--- Kutipan Dokumen ---
Manusia diciptakan TUHAN sebagai makhluk sosial (Alhujarat.13. Wahai manusia, sesungguhnya Kami menciptakan kamu dari seorang laki-laki dan seorang wanita dan menjadikanmu bersuku-suku dan berbangsa-bangsa agar kamu saling mengenal. Sesungguhnya orang yang paling mulia di antara kamu di sisi Allah adalah orang yang bertakwa. Sesungguhnya Allah Maha mengetahui lagi Maha mengenal). Memang dalam hidup bermasyarakat setiap individu menempati status tertentu, setiap individu mempunyai tujuan hidup di dunia ini masing-masing, tetapi mereka juga mempunyai tujuan hidup bersama (bermasyarakat) di dunia ini dengan sesamanya, karena adanya kesadaran diri, kesadaran sosial pada setiap diri manusia. Kita sadar bahwa melalui hidup dengan sesamanyalah manusia akan dapat mengukuhkan eksistensinya, sebagaimana yang dinyatakan oleh filosof Yunani Aristoteles “Manusia sebagai makhluk sosial atau makhluk bermasyarakat”, juga Ernest Cassirer menyatakan “ manusia tidak akan menemukan diri, manusia takkan menyadari individualitasnya, kecuali melalui perantaraan pergaulan sosial”. Soerjanto P. dan K. Bertens, 1983, menyatakan “Masyarakat terbentuk dari individu-individu, maju mundurnya suatu masyarakat akan ditentukan oleh individu-individu yang membangunnya”. Dengan demikian kiranya dapat diambil kesimpulan, bahwa manusia diciptakan Tuhan sebagai makhluk yang terbaik, diberikan potensi yang luar biasa dan potensi itu tidak diberikan kepada makhluk lain. Namun apabila manusia tidak bisa mengembangkan potensi yang dimiliki itu  bisa saja manusia menjadi lebih rendah dari makhluk lain. (Qs.1:179, “……..mereka (manusia) punya hati tapi tidak dipergunakan untuk memahami (ayat-ayat Allah), mereka punya mata tapi tidak dipergunakan untuk melihat (tandatanda kekuasaan Allah), mereka mempunyai telinga tapi tidak dipergunakan untuk

(mendengar ayat-ayat Allah). mereka itu sama dengan binatang ternak, bahkan mereka lebih sesat lagi. Mereka itulah orang yang lalai”).
---
Jawab pertanyaan berikut berdasarkan teks tentang manusia sebagai makhluk sosial.
(a) Filsuf Yunani mana yang disebut menyatakan "Manusia sebagai makhluk sosial atau makhluk bermasyarakat"?
(b) Menurut Soerjanto P. dan K. Bertens, apa yang menentukan maju mundurnya suatu masyarakat?
(c) Dalam kutipan ayat di bagian akhir, manusia yang tidak memakai hati, mata, dan telinganya disamakan dengan apa?
Data ini diambil dari sumber yang berbeda.
--- Cuplikan Data ---
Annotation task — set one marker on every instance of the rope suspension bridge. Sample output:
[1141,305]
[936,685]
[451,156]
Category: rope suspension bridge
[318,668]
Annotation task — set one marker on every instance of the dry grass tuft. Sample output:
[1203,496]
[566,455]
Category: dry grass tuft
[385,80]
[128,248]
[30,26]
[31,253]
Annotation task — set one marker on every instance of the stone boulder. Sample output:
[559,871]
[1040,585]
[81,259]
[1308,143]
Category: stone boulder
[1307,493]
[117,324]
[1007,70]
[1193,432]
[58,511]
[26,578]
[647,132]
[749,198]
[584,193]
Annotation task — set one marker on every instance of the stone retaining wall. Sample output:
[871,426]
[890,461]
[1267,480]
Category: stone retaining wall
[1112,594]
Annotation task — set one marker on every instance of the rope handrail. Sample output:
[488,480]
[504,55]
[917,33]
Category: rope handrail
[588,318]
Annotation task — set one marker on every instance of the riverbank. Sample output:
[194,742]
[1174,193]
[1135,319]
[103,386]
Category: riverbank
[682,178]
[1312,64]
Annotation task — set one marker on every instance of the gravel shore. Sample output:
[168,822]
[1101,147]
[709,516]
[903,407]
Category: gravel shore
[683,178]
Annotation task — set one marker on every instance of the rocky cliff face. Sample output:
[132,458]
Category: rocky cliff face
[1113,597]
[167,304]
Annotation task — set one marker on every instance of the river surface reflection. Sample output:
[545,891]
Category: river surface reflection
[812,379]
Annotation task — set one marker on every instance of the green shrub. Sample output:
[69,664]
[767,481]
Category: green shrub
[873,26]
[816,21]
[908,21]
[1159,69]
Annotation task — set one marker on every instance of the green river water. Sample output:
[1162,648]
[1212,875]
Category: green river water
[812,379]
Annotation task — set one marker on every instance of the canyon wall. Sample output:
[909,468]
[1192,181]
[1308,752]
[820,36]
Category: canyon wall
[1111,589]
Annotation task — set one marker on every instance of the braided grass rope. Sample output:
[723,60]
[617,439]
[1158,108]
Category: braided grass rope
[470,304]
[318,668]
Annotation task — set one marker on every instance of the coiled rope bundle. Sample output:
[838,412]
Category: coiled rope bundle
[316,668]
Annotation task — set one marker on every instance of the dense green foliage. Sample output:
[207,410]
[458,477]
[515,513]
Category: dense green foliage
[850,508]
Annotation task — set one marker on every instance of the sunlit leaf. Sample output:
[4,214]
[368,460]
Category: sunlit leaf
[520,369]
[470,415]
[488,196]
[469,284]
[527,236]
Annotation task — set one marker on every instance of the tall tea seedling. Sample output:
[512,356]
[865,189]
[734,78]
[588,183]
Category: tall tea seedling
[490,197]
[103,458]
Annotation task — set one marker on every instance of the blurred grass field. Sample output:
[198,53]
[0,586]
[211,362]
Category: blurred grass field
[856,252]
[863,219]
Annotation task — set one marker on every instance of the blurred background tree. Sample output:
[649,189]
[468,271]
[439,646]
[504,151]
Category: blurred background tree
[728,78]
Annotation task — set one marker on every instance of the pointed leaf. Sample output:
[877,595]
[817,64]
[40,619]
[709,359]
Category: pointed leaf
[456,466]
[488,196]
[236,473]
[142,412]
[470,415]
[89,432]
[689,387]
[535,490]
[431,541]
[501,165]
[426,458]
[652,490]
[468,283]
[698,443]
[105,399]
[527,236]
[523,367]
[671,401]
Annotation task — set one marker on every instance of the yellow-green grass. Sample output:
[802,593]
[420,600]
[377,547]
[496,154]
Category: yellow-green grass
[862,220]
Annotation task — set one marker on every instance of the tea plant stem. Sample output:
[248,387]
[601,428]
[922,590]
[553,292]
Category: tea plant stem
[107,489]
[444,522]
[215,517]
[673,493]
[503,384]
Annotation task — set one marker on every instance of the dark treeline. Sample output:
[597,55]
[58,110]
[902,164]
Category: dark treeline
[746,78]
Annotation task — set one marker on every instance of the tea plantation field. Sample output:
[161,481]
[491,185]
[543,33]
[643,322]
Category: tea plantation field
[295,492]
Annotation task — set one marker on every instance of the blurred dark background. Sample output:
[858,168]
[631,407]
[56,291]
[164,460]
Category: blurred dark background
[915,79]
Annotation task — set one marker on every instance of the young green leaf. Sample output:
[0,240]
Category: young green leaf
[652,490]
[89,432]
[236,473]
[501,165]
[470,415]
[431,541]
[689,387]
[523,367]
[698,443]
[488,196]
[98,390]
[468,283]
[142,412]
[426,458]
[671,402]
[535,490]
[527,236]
---
--- Cuplikan Data ---
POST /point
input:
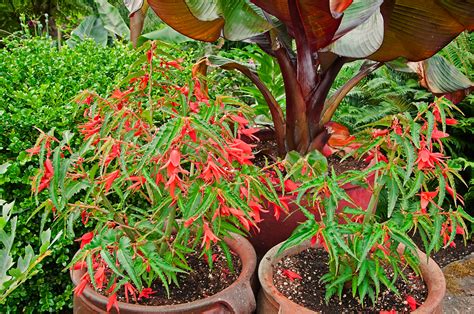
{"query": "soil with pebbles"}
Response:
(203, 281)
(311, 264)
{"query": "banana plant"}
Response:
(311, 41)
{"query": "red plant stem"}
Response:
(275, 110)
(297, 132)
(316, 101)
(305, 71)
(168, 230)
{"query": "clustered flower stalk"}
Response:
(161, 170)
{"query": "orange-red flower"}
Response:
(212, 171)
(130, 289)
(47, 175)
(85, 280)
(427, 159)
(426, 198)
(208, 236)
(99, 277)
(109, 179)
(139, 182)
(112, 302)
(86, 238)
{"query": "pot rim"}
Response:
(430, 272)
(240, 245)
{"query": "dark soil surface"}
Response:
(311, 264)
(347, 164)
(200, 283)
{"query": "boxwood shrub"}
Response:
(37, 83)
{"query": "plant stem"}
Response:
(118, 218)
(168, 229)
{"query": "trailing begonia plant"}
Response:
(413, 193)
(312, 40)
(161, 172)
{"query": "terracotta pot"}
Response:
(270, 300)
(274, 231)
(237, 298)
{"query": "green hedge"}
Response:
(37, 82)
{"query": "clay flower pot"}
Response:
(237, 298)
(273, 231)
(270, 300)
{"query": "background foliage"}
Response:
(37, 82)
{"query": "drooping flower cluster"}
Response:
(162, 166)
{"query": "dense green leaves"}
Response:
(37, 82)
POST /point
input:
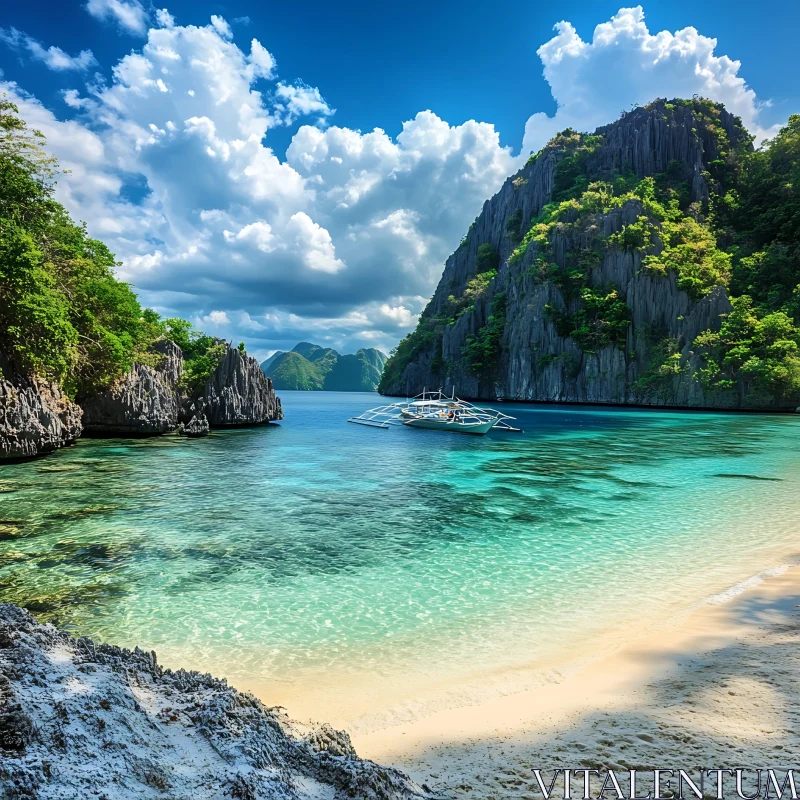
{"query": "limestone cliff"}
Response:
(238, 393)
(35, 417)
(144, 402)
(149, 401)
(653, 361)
---
**Jawaban Tugas:**
(a) Aristoteles.
(b) Individu-individu yang membangun masyarakat itu.
(c) Binatang ternak, bahkan mereka lebih sesat lagi.